> Direction A:
Find each line in the listing that contains the word "chair", and copy those lines.
> Direction B:
Write the next part of the Gilgit-Baltistan travel text, continuing from its final sentence.

> Quoted text:
================
Top Places to Visit in Gilgit Baltistan


Gilgit-Baltistan (GB) is a very sparsely populated high-mountain area in the north of Pakistan. Its natural environment is usually described with superlatives – the longest glaciers outside of the polar region, home of the world’s second-highest peak (K2) and four more eight-thousanders. GB is largely a high-mountain desert; geologically, it spreads over three high mountain systems: Himalaya, Karakorum, and Hindukush. The society of GB is diverse in terms of language, religion, and ethnicity. Gilgit Baltistan is considered to be the capital of tourism in Pakistan.

Top Places in Gilgit Baltistan

  • Hunza Valley
  • Skardu Valley
  • Khaplu Valley
  • Shiger Valley
  • Gupis Valley
  • Astore Valley
  • Nagar Valley

Amazing Places In Gilgit Baltistan

In Pakistan, tourism mostly relies on the vast region of GB, formerly known as the Northern Areas (NA). This part of the country is famous for its snowy mountains, lush green valleys, mighty rivers, plentiful wildlife, and beautiful lakes. Below is the description of some amazing places in this region.

Hunza Valley:

It is one of the most beautiful places in the Northern areas. Hunza is located at a distance of 100 kilometers from Gilgit. The place is wonderfully engulfed by mountains covered with snow. In mountains, one feels seclude; secluded from depressions, secluded from everything but the hospitable people of northern areas, the loving and caring people that they are. The Baltit Fort is also located in Hunza Valley. The rich beauty of Baltit Fort can be traced back 700 years, to Ayasho II, Tham/Mir (ruler) of Hunza, who married Princess Shah Khatoon (Sha Qhatun) from Baltistan in the early 15th Century. The Baltit Fort is a wood-and-stone structure with mud plaster. It is a three-story building, with granaries and some stores in the basement on a glacier moraine hill with man-made narrow terraces for the stability of its ancient foundations.
================
Records drawn from a data source
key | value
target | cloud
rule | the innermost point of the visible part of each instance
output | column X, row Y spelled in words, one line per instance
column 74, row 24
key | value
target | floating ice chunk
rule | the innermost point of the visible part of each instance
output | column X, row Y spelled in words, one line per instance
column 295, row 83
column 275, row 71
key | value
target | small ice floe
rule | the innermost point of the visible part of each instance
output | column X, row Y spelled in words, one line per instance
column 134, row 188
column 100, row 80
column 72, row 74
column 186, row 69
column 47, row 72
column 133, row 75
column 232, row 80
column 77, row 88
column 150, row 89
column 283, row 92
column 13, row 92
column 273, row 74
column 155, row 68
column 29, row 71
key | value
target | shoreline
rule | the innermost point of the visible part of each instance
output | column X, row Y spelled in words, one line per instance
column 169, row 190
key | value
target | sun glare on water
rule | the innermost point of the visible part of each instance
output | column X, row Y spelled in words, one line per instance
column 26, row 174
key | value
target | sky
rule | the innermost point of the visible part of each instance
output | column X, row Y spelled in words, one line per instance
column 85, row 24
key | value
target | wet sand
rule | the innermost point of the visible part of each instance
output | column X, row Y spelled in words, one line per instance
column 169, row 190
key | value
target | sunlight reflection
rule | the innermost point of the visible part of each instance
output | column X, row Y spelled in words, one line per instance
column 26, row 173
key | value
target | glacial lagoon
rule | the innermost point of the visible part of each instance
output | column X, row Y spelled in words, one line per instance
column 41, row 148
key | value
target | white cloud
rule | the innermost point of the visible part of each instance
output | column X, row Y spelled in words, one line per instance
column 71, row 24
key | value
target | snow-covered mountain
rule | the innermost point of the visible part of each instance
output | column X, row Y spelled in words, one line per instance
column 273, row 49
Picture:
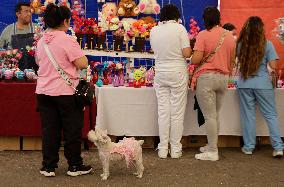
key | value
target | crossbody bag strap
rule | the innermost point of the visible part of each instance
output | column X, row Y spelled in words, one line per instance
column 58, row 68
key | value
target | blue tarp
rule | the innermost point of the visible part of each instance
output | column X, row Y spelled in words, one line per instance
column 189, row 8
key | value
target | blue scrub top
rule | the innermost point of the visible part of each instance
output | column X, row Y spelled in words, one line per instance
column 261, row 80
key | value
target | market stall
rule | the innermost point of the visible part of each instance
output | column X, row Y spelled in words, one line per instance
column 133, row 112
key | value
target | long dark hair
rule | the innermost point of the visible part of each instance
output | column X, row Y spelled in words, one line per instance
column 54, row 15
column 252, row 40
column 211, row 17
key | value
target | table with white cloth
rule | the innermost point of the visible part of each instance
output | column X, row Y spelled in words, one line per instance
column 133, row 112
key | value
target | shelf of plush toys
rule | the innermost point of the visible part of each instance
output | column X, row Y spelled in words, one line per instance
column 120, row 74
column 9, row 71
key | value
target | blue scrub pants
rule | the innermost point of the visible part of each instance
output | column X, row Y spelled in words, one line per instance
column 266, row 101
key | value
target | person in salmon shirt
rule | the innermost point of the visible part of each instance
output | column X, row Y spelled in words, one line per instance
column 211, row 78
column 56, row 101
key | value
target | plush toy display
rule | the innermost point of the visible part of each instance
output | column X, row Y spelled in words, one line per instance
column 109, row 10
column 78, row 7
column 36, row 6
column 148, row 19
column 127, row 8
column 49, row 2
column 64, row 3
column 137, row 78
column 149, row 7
================
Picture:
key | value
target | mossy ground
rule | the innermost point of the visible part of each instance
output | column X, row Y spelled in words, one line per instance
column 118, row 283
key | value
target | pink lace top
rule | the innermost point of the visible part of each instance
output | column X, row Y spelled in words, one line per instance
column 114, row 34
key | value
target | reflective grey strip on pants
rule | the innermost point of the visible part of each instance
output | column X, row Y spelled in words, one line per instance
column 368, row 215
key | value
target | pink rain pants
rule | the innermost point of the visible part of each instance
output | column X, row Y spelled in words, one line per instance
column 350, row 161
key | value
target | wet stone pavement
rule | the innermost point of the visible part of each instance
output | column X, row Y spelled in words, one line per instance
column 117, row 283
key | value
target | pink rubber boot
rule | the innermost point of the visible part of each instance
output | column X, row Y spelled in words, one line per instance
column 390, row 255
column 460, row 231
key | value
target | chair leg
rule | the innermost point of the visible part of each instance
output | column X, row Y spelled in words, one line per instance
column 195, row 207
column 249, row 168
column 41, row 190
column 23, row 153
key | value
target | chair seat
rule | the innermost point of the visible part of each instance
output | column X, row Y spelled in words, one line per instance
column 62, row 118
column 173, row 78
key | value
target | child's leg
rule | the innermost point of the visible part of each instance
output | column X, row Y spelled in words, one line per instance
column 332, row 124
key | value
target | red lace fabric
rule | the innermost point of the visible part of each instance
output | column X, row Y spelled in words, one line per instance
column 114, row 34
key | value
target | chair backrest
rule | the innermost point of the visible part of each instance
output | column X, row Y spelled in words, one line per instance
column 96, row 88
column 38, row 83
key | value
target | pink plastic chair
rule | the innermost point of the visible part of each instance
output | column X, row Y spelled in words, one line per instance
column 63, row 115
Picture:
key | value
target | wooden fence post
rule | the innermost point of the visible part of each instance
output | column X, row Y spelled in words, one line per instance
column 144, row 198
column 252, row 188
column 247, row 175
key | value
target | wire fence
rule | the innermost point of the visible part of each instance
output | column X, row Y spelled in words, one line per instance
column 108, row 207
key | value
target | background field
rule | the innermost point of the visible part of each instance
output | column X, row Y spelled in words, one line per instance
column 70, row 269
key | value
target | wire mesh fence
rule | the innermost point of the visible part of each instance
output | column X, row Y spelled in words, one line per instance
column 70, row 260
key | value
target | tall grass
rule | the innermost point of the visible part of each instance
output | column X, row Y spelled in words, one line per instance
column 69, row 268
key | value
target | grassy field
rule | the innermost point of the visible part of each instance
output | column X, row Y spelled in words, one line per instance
================
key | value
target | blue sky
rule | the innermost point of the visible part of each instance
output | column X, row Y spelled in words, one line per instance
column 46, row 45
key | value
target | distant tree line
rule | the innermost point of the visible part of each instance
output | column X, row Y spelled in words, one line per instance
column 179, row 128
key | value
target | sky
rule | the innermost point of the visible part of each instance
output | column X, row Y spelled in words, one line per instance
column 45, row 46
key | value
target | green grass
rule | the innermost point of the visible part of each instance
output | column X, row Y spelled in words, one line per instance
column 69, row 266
================
> Task answer A:
target | chair leg
target | chair seat
target | chair backrest
target | pink plastic chair

> Task answer B:
Deosai Plains:

Deosai is the combination of two words ‘Deo’ (giant) and ‘Sai’ (shadow). For centuries, it is believed that giants haunt this place, thus the name ‘The Land of the Giants’ came into being. Deosai is located on the boundary of the Karakoram and the western Himalayas, and at no point, it is less than 4000 meters above sea level. It remains covered with snow for 8 months. There are several springs in Deosai, brimming with trout fish serving as food for locals and bears alike. 5000 meter high mountains in the backdrop, wildlife dwelling in these mountains, clouds so low that one can almost touch them, Himalayan Golden eagles flying between the clouds, and a strange fragrance in the atmosphere which probably is a mixture of brown bears, red foxes, white tigers, and naughty marmots — this is the real beauty of Deosai.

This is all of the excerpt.